> **Given instruction**:
Exactly the lines from the one containing "Target: vanity light fixture" through the final line of the listing are to be retyped, and nothing more.

(Records from a point labeling set)
BEGIN
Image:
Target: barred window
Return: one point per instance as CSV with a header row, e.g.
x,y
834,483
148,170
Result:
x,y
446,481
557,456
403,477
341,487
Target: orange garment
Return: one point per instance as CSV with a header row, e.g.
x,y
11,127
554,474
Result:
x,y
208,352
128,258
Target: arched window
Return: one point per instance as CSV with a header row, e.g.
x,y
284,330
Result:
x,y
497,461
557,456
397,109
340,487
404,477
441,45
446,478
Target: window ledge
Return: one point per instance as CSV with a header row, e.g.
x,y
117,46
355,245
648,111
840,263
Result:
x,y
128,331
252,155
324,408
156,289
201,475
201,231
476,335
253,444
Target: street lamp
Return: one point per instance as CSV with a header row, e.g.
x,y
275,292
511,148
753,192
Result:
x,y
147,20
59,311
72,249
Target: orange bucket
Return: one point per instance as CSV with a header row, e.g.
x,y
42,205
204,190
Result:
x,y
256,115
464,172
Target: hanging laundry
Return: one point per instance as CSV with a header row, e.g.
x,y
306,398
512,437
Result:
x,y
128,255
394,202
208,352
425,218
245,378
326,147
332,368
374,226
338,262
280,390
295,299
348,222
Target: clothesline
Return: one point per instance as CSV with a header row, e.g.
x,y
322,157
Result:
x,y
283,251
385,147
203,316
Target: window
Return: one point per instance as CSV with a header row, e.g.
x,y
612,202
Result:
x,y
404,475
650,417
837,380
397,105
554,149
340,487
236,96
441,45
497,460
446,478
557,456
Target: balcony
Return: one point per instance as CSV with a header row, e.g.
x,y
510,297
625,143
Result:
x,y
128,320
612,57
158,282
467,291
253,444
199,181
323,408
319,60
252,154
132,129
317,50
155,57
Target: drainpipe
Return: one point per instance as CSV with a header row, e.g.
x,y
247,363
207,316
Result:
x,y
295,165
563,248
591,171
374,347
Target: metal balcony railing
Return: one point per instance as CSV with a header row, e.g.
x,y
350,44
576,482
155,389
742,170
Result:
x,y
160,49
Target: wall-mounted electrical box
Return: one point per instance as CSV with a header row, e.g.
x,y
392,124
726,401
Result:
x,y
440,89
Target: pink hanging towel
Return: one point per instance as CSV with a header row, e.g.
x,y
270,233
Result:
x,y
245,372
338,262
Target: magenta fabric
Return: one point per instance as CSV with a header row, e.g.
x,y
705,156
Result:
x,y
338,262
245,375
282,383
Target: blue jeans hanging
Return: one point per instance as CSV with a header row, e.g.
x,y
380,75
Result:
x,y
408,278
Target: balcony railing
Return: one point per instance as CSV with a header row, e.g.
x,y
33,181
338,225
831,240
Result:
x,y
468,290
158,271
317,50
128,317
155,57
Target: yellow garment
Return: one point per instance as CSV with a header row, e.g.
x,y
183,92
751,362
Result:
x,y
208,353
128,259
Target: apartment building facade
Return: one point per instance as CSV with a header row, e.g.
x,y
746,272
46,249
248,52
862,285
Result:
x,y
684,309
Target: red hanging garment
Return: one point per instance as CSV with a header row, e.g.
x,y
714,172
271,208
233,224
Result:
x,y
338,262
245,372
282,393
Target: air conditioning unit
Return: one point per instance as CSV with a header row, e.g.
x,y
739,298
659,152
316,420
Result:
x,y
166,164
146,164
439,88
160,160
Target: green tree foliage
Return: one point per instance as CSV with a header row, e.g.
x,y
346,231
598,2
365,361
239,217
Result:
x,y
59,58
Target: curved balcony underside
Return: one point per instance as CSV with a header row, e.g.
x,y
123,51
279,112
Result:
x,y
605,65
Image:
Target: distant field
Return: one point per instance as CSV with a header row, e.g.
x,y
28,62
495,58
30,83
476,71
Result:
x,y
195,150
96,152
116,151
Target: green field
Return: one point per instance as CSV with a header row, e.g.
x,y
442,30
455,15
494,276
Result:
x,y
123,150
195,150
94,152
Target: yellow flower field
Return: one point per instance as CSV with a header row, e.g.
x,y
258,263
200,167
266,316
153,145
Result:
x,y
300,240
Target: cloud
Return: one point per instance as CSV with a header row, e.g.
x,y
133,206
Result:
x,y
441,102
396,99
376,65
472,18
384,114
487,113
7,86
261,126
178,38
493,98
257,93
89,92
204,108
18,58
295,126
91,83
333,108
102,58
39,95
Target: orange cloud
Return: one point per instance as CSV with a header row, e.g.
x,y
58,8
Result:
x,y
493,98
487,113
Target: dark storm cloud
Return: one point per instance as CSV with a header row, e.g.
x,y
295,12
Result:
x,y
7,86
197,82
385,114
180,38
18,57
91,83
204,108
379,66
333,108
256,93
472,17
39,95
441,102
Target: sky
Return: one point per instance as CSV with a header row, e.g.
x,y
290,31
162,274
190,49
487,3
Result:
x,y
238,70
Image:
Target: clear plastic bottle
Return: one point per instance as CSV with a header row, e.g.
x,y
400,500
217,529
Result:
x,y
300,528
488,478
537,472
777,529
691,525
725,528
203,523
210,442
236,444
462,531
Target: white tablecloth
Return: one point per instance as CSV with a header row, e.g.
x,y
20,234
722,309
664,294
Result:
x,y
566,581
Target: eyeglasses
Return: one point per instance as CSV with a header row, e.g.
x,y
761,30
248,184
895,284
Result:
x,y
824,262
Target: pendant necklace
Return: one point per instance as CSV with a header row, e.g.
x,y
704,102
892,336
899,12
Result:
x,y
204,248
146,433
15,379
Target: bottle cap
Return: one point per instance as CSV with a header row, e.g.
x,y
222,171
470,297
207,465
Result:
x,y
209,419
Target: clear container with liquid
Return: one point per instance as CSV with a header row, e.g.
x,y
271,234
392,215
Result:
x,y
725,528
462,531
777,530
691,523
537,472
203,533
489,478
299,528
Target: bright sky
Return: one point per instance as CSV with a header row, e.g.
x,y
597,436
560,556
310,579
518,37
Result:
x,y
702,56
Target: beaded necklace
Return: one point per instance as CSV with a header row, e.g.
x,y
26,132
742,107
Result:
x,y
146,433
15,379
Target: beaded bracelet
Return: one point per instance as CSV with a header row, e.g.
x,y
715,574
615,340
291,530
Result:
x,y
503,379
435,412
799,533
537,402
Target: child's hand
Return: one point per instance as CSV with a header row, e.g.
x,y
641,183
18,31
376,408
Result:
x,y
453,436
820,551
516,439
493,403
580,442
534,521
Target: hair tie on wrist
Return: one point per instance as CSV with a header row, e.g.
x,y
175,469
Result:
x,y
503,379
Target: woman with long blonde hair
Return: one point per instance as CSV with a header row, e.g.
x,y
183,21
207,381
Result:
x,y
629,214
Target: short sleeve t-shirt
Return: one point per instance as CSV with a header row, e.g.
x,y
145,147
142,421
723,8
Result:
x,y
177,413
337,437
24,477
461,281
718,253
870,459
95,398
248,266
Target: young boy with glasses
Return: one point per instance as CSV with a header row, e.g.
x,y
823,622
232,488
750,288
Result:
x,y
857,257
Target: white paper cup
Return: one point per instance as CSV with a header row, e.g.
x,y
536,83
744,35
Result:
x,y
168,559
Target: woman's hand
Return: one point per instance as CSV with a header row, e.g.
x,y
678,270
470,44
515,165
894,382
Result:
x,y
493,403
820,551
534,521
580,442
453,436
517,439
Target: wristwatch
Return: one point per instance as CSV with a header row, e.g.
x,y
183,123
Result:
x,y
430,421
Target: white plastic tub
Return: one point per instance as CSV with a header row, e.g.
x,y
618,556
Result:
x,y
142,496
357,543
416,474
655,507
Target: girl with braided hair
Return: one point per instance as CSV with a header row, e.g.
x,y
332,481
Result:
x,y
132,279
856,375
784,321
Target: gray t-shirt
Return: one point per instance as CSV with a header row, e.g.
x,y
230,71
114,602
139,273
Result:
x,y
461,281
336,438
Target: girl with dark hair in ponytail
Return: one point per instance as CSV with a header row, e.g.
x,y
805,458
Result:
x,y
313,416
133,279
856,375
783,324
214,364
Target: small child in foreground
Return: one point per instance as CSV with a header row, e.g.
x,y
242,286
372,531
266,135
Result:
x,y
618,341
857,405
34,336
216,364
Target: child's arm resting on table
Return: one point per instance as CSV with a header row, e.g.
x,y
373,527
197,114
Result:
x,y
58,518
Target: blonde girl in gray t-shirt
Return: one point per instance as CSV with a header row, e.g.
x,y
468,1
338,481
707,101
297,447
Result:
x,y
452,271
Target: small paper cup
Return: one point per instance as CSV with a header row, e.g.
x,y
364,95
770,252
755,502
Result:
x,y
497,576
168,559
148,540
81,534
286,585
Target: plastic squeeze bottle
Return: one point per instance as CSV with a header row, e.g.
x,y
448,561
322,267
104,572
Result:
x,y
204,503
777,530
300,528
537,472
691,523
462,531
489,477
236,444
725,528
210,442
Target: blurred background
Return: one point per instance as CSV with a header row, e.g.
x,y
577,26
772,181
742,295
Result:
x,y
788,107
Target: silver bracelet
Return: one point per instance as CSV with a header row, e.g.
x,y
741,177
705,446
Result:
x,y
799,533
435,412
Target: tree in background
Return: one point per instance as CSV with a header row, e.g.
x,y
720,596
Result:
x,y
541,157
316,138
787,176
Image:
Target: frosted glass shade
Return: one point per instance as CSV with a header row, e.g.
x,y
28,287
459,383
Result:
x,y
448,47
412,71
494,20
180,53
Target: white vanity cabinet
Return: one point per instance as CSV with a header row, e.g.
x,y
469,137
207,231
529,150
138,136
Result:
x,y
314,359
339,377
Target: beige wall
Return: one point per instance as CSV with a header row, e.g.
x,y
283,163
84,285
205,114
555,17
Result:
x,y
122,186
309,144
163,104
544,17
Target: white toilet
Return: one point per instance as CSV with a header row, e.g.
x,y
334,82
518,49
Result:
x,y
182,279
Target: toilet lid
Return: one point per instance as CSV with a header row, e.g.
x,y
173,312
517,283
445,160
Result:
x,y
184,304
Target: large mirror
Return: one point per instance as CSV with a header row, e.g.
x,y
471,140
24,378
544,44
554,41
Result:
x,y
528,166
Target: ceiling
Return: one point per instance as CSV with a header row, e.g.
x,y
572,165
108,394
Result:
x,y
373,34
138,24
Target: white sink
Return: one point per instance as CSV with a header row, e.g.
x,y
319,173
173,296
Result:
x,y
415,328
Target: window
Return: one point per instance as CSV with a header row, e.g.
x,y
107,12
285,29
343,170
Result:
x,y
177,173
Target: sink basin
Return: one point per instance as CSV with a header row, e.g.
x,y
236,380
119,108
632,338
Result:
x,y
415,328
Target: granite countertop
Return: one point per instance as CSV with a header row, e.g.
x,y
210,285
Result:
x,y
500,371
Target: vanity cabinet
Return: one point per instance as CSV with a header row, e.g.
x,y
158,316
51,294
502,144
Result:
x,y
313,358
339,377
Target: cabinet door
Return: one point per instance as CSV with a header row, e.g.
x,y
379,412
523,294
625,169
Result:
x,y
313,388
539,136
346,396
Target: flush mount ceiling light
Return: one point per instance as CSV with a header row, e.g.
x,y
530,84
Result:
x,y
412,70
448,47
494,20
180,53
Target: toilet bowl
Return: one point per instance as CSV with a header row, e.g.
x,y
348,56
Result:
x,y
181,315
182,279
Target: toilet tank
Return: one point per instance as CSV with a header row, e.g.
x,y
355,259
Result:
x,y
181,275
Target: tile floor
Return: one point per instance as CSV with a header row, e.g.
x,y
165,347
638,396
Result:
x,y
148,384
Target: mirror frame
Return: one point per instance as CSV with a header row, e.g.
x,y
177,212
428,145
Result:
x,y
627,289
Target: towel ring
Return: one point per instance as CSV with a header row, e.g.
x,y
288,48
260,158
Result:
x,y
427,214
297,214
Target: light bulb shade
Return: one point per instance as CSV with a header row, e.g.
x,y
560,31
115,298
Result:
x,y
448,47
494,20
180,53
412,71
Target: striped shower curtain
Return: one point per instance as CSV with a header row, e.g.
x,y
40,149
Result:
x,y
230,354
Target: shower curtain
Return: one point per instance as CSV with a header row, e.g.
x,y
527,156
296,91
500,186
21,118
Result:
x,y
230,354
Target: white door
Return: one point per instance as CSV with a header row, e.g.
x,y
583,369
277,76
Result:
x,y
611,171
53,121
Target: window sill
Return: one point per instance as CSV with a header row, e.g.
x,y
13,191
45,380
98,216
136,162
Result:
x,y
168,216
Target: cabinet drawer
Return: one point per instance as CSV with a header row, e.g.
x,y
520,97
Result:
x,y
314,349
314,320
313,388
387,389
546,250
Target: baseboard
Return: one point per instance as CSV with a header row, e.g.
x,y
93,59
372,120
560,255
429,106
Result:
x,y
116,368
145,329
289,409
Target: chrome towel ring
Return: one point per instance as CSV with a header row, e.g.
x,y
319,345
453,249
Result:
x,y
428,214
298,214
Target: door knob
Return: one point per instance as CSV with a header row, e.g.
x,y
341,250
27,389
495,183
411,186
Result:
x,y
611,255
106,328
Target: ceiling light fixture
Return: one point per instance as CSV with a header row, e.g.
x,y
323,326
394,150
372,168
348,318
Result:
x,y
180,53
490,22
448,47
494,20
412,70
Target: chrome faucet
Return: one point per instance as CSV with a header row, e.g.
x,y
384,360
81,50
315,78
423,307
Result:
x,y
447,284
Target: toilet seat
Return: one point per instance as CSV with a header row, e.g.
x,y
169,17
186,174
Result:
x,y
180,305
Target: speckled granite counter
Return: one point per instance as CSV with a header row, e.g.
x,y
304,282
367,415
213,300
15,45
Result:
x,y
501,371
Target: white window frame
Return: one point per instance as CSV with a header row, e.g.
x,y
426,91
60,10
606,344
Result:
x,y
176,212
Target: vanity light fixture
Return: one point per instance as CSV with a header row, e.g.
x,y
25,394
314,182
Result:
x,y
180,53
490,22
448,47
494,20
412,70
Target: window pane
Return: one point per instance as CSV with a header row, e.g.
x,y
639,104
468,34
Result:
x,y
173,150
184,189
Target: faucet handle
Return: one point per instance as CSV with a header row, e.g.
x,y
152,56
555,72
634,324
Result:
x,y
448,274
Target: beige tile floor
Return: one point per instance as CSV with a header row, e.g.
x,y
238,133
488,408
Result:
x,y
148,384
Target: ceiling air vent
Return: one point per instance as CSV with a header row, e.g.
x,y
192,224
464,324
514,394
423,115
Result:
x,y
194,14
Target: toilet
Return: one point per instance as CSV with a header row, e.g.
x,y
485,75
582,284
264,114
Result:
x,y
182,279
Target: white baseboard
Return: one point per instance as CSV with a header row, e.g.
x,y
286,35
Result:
END
> **Finished task**:
Target: vanity light fixture
Return: one point per instance as CSV with a header row, e.g.
x,y
25,394
314,182
Result:
x,y
180,53
490,22
448,47
494,20
412,70
Target: window pane
Return: one point per instance as CSV with a header row, e.g.
x,y
639,104
468,34
Result:
x,y
173,150
184,189
Target: faucet handle
Return: one point per instance as CSV with a header row, e.g.
x,y
152,56
555,72
634,324
Result:
x,y
448,274
Target: beige tile floor
Return: one point per instance as CSV with a header row, e.g.
x,y
238,133
488,408
Result:
x,y
148,384
Target: ceiling air vent
Return: one point per instance as CSV with a header row, e.g.
x,y
192,224
464,324
514,394
423,115
Result:
x,y
194,14
Target: toilet
Return: one point per instance as CSV with a header row, e.g.
x,y
485,75
582,284
264,114
Result:
x,y
182,279
Target: white baseboard
Return: one point per instance as CSV with a header row, e.g.
x,y
286,35
Result:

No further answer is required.